**Task brief**
Output as a JSON list of strings the lines running from the one that contains "Target: stethoscope" through the end of the items, both ends included. Use one string per line and leave out blank lines.

Entries from a pointing dataset
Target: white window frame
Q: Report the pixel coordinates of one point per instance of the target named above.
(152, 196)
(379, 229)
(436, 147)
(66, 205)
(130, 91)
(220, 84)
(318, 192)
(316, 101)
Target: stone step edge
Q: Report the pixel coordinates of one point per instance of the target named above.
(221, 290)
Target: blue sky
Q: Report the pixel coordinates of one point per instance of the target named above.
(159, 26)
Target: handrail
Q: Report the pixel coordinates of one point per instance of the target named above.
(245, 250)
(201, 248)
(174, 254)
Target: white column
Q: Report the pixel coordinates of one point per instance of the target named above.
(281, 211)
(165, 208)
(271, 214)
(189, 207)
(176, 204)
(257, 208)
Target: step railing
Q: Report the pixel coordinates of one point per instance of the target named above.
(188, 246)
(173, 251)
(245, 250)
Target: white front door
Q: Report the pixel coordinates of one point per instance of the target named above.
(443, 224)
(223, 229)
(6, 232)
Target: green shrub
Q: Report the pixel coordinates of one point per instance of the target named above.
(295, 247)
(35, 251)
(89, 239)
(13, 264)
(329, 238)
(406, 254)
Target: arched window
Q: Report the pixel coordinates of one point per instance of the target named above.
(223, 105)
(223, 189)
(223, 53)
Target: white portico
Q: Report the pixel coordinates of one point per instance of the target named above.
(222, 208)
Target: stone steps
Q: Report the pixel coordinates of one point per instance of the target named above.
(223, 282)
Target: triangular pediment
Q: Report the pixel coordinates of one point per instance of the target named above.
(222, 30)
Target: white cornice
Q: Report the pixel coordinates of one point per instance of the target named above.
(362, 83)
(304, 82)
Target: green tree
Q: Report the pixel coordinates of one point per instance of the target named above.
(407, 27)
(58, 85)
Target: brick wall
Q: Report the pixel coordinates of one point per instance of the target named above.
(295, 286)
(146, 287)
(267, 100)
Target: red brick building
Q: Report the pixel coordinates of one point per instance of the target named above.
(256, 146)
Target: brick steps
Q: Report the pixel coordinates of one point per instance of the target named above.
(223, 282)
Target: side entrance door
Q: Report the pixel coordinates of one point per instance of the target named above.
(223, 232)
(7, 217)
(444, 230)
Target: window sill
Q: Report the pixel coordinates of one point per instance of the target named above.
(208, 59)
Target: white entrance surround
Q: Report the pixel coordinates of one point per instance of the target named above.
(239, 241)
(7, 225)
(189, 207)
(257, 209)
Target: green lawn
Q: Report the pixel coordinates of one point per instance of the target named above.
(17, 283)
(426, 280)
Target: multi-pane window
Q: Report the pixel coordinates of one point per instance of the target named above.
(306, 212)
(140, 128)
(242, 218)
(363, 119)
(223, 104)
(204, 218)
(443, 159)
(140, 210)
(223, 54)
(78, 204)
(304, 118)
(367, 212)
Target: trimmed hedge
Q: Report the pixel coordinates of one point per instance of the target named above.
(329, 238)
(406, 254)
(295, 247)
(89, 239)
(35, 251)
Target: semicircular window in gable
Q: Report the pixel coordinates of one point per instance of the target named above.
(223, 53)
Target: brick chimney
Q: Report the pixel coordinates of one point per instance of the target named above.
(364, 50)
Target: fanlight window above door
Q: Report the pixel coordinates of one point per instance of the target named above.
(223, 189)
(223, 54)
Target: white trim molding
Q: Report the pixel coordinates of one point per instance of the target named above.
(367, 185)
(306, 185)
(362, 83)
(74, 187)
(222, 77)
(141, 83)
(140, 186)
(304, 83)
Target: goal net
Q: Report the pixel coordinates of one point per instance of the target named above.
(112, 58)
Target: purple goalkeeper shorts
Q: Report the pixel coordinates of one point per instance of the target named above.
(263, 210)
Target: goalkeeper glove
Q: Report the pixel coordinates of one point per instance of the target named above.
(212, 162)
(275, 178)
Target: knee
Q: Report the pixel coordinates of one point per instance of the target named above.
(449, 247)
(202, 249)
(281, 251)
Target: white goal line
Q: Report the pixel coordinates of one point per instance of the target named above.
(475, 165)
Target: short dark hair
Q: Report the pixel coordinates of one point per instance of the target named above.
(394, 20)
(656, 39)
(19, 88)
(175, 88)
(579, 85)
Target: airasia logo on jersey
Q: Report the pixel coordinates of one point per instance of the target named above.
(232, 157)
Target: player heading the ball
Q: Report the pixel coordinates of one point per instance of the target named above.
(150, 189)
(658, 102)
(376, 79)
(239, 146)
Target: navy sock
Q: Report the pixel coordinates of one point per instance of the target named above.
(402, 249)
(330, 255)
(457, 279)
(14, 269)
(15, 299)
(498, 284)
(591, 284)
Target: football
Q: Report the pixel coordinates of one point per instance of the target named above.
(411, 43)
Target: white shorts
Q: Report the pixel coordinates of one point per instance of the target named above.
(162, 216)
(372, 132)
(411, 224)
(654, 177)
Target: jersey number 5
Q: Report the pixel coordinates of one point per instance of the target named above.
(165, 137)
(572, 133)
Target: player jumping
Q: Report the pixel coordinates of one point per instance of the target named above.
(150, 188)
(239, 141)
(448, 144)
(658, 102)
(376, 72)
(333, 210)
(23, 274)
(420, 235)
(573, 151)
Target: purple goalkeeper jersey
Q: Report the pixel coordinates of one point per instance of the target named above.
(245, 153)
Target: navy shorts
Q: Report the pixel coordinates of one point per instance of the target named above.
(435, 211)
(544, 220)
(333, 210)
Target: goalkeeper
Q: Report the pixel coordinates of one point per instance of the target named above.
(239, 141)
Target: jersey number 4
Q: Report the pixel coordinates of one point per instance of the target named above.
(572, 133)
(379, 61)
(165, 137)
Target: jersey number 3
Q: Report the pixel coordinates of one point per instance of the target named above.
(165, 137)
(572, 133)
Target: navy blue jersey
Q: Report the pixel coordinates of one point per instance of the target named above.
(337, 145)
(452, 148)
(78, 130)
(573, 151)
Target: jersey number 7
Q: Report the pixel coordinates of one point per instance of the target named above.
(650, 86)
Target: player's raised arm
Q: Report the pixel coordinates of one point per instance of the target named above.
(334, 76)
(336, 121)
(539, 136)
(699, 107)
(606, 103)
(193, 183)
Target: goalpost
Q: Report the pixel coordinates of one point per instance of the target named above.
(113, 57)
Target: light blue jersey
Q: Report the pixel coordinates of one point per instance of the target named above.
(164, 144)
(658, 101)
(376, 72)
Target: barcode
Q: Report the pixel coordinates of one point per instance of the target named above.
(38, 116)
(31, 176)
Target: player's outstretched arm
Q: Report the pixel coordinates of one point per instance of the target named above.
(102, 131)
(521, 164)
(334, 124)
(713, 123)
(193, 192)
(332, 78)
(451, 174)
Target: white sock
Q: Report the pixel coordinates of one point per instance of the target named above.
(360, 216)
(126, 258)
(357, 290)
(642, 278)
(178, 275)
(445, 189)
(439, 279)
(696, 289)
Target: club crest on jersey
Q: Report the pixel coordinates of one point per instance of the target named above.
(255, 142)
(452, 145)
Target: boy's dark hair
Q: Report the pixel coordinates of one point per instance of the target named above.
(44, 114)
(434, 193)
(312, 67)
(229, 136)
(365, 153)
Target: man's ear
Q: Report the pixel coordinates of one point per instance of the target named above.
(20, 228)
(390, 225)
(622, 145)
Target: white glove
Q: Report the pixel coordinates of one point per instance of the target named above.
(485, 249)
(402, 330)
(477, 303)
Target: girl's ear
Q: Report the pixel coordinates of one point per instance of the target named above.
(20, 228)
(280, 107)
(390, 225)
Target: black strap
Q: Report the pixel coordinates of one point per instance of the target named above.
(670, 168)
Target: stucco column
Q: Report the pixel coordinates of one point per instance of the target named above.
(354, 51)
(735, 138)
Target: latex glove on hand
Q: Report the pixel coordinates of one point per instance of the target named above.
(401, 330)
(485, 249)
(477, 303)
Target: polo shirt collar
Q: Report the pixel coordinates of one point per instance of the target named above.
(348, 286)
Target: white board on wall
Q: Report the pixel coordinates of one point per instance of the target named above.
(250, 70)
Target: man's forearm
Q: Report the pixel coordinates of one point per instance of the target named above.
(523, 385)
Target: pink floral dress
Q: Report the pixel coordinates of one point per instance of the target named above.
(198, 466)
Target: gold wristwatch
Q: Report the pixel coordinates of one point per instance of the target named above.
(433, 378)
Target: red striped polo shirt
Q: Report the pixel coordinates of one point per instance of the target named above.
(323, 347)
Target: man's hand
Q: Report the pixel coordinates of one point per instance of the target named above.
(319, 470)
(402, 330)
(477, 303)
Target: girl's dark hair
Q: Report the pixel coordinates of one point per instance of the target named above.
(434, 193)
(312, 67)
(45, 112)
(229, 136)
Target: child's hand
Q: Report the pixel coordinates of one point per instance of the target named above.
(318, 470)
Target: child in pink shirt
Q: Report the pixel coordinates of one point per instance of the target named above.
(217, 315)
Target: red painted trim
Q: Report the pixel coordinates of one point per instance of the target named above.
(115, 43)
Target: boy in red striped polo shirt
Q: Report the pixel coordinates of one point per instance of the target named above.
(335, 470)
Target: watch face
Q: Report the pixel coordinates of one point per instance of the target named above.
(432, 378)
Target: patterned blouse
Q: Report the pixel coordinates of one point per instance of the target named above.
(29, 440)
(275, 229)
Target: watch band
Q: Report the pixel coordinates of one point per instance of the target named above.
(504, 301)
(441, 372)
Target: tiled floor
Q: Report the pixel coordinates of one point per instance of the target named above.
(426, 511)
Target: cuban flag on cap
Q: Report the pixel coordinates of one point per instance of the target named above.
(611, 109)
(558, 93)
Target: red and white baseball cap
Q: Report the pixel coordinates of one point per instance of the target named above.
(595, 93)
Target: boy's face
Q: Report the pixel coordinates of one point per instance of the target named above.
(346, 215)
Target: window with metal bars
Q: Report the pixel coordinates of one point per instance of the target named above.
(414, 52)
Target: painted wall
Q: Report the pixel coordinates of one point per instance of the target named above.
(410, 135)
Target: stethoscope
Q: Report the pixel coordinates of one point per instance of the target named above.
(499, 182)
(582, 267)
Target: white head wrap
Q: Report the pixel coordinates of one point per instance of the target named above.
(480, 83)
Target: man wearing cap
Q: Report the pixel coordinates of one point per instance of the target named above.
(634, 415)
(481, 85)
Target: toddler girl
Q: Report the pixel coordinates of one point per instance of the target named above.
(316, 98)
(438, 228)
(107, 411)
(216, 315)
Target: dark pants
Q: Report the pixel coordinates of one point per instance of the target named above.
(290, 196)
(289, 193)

**Finished task**
[
  "Target: stethoscope",
  "Q: Report the pixel coordinates of one point per instance of the target named above.",
  "(499, 182)",
  "(582, 267)",
  "Target: white head wrap",
  "Q: Report the pixel coordinates of one point per instance of the target named above.",
  "(480, 83)",
  "Target: man wearing cap",
  "Q: Report the pixel coordinates of one point per instance of the target named above.",
  "(634, 415)",
  "(481, 85)",
  "Target: toddler girl",
  "Q: Report the pixel coordinates of one point per instance of the target named above.",
  "(316, 98)",
  "(438, 228)",
  "(107, 411)",
  "(216, 315)",
  "Target: dark pants",
  "Q: Report the pixel coordinates of one point per instance of the target named above.",
  "(290, 196)",
  "(289, 193)"
]